## Exercise data
━━━━━━━━━━━━━━━━━━━━━━━━━━━━━━

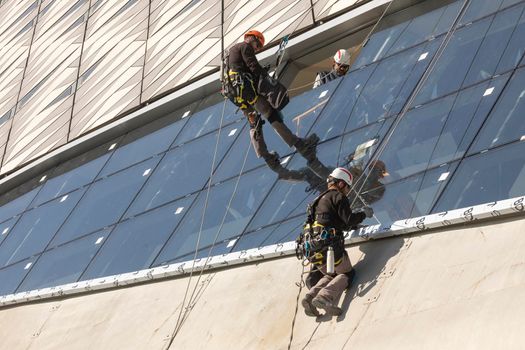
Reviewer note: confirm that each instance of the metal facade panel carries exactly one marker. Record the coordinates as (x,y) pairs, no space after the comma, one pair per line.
(16,32)
(184,40)
(112,63)
(44,108)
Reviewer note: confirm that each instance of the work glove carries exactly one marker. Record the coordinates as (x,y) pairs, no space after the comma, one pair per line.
(369,212)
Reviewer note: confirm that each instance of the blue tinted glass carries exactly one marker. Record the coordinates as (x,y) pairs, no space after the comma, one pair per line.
(420,29)
(494,44)
(184,169)
(74,174)
(5,230)
(282,232)
(379,44)
(207,120)
(36,227)
(63,264)
(105,202)
(480,8)
(17,205)
(487,177)
(358,146)
(390,84)
(132,152)
(516,45)
(290,198)
(251,190)
(449,15)
(438,132)
(334,117)
(299,115)
(413,196)
(453,64)
(134,244)
(11,276)
(505,123)
(303,110)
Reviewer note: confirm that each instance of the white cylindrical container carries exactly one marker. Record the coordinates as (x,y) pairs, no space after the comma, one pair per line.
(330,264)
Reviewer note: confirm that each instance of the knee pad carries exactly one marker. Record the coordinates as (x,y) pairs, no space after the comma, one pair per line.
(275,116)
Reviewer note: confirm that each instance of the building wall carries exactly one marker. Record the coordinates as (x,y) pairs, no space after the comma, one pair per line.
(70,66)
(455,289)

━━━━━━━━━━━━━━━━━━━━━━━━━━━━━━

## To do
Copy the data from the line containing "Reviewer note: confirm that each instance of the knee" through the end, keeping the reviewer notes, and move every coordinate by adding -91 to each x and y value.

## Answer below
Reviewer note: confirm that each instance of the knee pad carries exactly one marker. Record the coordinates as (x,y) pairs, no space after the comma, one pair per line.
(184,25)
Reviewer note: confirm that each instance of the building wall carries exactly one marker. Record the coordinates as (x,y) pairs, no space after the comma, one pair per line.
(-21,-25)
(364,198)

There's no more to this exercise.